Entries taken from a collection
● ● ● ●

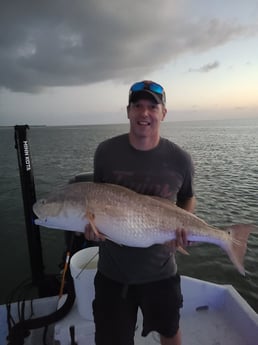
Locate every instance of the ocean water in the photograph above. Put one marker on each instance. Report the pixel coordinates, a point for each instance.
(225, 154)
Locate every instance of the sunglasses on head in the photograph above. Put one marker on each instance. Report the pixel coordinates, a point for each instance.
(154, 87)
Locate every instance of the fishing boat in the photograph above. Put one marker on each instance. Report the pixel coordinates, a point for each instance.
(212, 314)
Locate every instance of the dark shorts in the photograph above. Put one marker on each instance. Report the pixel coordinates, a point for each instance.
(115, 309)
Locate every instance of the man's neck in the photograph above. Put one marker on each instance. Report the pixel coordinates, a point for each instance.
(144, 143)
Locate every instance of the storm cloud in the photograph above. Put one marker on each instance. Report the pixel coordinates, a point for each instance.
(63, 42)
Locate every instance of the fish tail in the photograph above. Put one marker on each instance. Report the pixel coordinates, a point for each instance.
(236, 248)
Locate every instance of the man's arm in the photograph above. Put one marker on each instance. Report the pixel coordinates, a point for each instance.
(188, 204)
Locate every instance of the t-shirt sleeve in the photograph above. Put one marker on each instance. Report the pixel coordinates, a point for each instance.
(187, 189)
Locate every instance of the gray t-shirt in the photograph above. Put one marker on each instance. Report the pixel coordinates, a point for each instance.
(165, 171)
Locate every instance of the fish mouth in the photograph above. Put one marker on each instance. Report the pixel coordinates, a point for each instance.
(143, 123)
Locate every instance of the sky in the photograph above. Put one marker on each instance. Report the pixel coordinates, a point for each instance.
(72, 62)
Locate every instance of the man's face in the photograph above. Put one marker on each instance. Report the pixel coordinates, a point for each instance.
(145, 116)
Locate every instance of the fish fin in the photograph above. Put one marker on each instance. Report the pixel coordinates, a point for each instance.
(236, 249)
(182, 250)
(90, 216)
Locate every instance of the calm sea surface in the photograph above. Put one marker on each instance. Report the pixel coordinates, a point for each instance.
(225, 154)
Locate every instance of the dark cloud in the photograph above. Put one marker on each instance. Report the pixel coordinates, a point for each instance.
(63, 42)
(206, 68)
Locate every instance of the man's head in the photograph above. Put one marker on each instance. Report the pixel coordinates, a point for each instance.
(147, 89)
(145, 111)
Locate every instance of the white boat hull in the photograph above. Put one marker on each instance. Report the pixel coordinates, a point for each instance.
(212, 314)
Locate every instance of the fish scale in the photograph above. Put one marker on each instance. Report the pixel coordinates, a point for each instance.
(133, 219)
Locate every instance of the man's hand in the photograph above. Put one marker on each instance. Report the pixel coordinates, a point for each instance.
(90, 235)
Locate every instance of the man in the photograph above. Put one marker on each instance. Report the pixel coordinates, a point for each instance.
(131, 278)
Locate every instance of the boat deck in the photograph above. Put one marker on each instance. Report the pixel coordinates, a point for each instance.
(212, 315)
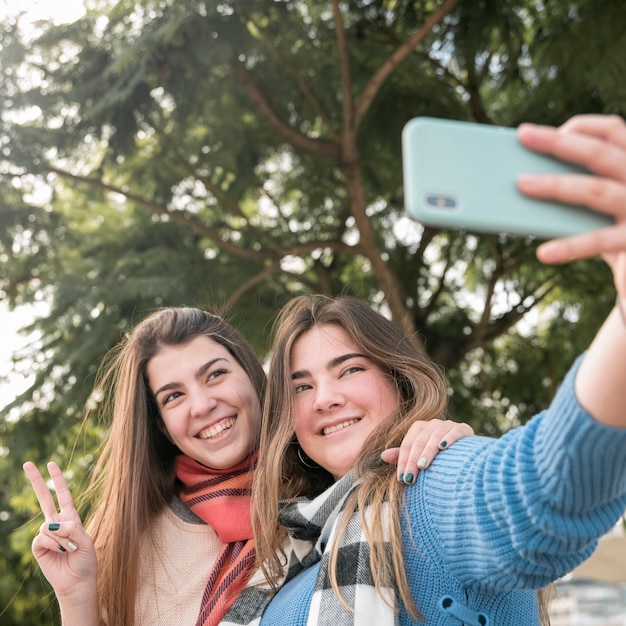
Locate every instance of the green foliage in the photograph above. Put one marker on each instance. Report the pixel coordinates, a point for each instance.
(233, 154)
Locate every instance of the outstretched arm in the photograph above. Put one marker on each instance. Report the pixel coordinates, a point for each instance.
(64, 551)
(597, 142)
(423, 441)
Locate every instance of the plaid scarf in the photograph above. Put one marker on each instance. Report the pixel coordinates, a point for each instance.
(221, 498)
(312, 527)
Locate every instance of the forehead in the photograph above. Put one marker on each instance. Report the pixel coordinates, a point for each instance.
(320, 344)
(184, 358)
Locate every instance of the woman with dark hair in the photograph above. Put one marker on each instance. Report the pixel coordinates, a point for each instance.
(169, 538)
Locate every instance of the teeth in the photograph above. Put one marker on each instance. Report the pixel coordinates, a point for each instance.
(217, 429)
(333, 429)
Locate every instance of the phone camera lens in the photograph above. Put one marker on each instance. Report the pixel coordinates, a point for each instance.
(440, 201)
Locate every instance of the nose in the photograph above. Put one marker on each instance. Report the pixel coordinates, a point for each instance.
(201, 403)
(327, 397)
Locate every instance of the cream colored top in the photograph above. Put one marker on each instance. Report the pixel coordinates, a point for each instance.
(176, 560)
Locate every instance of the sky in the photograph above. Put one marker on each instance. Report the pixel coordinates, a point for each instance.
(10, 322)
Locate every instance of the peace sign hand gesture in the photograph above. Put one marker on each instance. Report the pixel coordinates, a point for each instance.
(63, 549)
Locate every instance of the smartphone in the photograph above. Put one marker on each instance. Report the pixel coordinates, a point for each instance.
(462, 175)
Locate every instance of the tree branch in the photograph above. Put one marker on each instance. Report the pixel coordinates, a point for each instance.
(375, 83)
(290, 134)
(346, 81)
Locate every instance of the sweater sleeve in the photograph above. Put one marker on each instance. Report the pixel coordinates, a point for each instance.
(521, 511)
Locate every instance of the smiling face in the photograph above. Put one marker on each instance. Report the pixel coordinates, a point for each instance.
(341, 396)
(207, 402)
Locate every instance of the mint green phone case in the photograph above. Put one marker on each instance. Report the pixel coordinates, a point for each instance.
(462, 175)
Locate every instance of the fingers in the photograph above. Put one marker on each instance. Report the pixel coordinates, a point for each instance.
(64, 496)
(595, 243)
(60, 536)
(595, 142)
(44, 497)
(423, 441)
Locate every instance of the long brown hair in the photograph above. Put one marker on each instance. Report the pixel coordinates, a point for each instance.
(281, 474)
(134, 477)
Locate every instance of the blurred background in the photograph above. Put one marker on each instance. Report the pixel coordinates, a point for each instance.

● ● ● ●

Exercise details :: The expected output is the lines from the one holding "Locate every instance of the fingers" through the last line of the data, exactly as they appear, with nothing before or after.

Exercise result ::
Locate every instance of the fingers in the photograph above. Put one marker on each instance. Report the pixel coordinates, a point for each instance.
(64, 496)
(595, 243)
(60, 536)
(595, 142)
(44, 497)
(423, 441)
Locate every instance of the long brown hair in the photograph above. Put one marker on each instance. Report the pixel coordinates, a point for each instance.
(281, 474)
(134, 477)
Locate every instance of the blurred background in the photograph above. Put one marker on each instance. Report the pixel coordinates, a point for each instance.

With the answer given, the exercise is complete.